• Exercise task 1
In the passage on Matthew's fulfillment theology, how long before is the prophet's word said to have been spoken?
• Exercise task 2
Pick up the passage on Matthew's fulfillment theology after its final sentence and carry it forward.

• Source excerpt

In Fulfillment of Prophesy
And, at this point, Matthew inserts his fulfillment theology: "All this took place," he tells us, "to fulfill what had been spoken by the Lord through the prophet Isaiah: "Behold, a virgin shall conceive and bear a son, and shall call his name Emmanuel…God with us." Nothing happens by chance in God's creation. It was a different world, when something that was true yesterday, was also true today, and could be counted on to be true tomorrow -- when it was possible to believe that a simple, mundane event such as an unexpected pregnancy could be part of a great cosmic plan -- when the words of a prophet five hundred years before could be just as present, just as urgent, just as real as words spoken at today's breakfast table.
When people had roots. When there was a context for our comings and goings. When life wasn't one disjointed, meaningless event after another, "a tale told by an idiot, signifying nothing." Matthew is certain that Isaiah, and Jesus, and he and we are part of a plan. He is telling us how that plan unfolded in the coming of Jesus, how he fulfilled the word of God, and how we must fulfill the Word that was Jesus. All life and history is knitted together in the mind of God. One way we preserve such continuity is consciously to remember the past in traditions and rituals. And Christmas, of course, is the mother of all traditions. Much that we do at this time of year has it's roots in God's word, some does not.

• Stored data

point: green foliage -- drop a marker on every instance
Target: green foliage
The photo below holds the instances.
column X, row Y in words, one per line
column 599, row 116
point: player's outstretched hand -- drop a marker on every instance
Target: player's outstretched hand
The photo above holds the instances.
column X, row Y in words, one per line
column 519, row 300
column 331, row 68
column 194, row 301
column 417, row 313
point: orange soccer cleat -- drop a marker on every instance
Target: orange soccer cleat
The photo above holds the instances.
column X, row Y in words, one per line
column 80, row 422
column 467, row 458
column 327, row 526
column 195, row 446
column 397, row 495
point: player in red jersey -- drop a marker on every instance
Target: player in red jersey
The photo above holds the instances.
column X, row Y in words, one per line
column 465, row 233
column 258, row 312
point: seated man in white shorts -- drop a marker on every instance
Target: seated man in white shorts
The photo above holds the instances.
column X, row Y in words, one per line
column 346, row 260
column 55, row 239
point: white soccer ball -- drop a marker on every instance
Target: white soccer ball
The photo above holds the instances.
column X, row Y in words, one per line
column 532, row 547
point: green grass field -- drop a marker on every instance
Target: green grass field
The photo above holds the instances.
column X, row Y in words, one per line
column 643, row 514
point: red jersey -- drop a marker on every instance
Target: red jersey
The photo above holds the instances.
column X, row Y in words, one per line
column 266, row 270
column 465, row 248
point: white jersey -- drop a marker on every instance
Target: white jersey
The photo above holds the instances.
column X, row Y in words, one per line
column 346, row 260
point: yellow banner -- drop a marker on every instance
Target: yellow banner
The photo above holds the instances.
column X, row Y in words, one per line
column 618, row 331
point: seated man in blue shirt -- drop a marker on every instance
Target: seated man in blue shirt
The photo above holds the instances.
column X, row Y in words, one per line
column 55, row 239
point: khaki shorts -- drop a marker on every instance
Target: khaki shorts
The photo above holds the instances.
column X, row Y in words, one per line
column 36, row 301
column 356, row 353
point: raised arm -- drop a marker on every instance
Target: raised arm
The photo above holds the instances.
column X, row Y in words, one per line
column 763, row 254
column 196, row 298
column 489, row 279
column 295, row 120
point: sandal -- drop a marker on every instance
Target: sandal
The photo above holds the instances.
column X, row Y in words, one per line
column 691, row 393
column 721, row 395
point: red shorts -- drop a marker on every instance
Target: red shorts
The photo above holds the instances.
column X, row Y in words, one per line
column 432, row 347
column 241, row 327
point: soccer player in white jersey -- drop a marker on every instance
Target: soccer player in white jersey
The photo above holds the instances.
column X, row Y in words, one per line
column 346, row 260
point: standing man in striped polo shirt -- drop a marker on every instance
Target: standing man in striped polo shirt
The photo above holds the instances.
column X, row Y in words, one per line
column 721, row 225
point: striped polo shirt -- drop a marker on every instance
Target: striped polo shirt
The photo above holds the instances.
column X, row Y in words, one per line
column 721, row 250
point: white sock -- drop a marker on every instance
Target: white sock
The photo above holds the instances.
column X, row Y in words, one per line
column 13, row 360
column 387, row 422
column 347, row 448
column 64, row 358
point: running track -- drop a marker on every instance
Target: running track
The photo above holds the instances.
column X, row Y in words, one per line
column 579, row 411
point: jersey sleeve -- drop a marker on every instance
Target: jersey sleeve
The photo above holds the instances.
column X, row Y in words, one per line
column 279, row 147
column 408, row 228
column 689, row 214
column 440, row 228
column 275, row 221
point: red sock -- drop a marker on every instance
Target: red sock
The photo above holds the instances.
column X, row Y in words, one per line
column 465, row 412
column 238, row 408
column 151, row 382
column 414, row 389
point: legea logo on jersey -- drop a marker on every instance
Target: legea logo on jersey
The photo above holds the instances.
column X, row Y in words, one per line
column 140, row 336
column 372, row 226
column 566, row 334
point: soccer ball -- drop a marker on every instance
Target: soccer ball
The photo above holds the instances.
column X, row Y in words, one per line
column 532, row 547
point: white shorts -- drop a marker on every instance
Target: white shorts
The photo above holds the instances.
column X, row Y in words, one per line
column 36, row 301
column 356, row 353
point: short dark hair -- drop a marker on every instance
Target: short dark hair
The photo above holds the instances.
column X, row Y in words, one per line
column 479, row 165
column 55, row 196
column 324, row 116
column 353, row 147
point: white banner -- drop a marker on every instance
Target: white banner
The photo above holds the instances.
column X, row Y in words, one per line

• Exercise response 1
Five hundred years before.

• Exercise response 2
Should We Be Ashamed At Christmas?
There are preachers who aren't happy until they have ruined their people's Christmases with tirades of guilt. "How can we enjoy all these things," they ask, "when others have so little?" Shame! I'm not like that. I like Christmas, all the lights and the mistletoe, and the baby Jesus, and the remembering, and the carols, and the love that comes down this time of year. It's not either/or. We can have Christmas and remember others, too. And when we do, Christmas is never better, never more meaningful.
Sticking Some Envelopes in the Christmas Tree
Dick Roth sent an E-Mail this week, with the best Christmas story I've seen this year. A woman tells the story. She begins talking about a tradition which began in her family ten Christmases ago, and has been continued, growing in meaning every year. If you go to her home at Christmastime, she says, you will see several small, white envelopes nestled in the branches of the Christmas tree. It started ten years ago, just before Christmas, when she and her husband took their son to a high school wrestling match. The opposing team was from the inner city, and the boys on that team were wrestling in shoes that were so ragged they seemed to be held together only by the laces. They had no head gear, no nice uniforms like our team. "Our boys, in their spiffy blue and gold, trounced the boys from the city, but neither my husband nor I could be happy about it."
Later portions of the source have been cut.